**EXERCISE DETAILS**.
Each line that includes the word "handle" should be copied from the records.

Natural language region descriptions
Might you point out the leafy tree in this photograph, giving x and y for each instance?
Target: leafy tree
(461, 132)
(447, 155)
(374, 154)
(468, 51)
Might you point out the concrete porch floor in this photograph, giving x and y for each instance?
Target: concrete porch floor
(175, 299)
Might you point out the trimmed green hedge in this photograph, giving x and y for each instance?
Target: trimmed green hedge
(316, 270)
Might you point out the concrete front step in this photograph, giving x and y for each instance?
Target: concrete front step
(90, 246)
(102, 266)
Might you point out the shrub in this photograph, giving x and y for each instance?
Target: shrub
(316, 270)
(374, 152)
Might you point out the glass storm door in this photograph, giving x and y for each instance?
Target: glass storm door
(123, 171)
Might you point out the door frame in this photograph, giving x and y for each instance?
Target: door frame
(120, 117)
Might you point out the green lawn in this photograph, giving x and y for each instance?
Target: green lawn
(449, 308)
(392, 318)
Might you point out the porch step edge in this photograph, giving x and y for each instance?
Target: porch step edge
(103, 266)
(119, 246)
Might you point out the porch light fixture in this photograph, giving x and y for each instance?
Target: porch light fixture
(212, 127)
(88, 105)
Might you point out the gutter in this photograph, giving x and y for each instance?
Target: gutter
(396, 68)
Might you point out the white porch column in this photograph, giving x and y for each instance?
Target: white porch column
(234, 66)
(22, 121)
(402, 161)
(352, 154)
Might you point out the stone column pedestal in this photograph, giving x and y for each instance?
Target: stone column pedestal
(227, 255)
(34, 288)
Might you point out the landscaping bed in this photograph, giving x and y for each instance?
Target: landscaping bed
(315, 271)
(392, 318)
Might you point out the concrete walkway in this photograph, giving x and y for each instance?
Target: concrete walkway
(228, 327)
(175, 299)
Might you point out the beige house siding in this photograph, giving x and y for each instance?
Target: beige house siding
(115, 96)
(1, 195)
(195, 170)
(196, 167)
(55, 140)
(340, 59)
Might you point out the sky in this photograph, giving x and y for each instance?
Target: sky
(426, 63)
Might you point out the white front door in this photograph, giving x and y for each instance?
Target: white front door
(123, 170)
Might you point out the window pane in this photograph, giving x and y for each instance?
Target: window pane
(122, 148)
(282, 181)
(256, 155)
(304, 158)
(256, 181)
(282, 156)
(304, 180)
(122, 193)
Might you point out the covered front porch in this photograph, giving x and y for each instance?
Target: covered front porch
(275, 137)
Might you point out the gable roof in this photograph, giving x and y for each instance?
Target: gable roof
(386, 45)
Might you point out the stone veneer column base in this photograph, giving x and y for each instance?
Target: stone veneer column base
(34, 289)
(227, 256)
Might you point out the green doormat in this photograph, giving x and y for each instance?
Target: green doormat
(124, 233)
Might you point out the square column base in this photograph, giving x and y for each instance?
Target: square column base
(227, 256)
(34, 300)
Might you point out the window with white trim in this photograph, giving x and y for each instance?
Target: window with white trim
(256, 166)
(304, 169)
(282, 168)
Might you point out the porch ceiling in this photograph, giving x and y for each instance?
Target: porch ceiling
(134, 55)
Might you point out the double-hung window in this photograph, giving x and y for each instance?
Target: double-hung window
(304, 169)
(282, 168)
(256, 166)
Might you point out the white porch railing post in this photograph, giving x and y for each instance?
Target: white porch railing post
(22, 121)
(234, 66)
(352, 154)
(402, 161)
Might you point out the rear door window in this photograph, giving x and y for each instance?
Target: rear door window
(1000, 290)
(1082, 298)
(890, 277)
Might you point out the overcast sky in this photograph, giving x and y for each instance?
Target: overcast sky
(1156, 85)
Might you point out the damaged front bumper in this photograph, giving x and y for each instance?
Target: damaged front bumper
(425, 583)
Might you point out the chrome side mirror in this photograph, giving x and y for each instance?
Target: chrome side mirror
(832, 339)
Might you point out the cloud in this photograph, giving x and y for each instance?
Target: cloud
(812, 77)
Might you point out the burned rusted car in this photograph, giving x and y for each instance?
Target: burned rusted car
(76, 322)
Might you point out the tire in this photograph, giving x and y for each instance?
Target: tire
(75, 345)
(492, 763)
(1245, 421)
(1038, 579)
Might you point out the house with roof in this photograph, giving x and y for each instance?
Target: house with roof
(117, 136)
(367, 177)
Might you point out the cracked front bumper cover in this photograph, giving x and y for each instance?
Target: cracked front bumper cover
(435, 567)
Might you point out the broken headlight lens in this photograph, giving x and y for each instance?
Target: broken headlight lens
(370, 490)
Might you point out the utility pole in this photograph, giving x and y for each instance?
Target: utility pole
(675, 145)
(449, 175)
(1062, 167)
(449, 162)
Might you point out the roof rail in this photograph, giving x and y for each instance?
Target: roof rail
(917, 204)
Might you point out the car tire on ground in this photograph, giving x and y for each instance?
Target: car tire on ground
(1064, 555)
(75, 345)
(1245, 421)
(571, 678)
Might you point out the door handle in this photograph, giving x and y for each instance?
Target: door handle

**ANSWER TO THE EXERCISE**.
Might you point out the door handle in this photograph, giving x and y for each instance?
Target: door handle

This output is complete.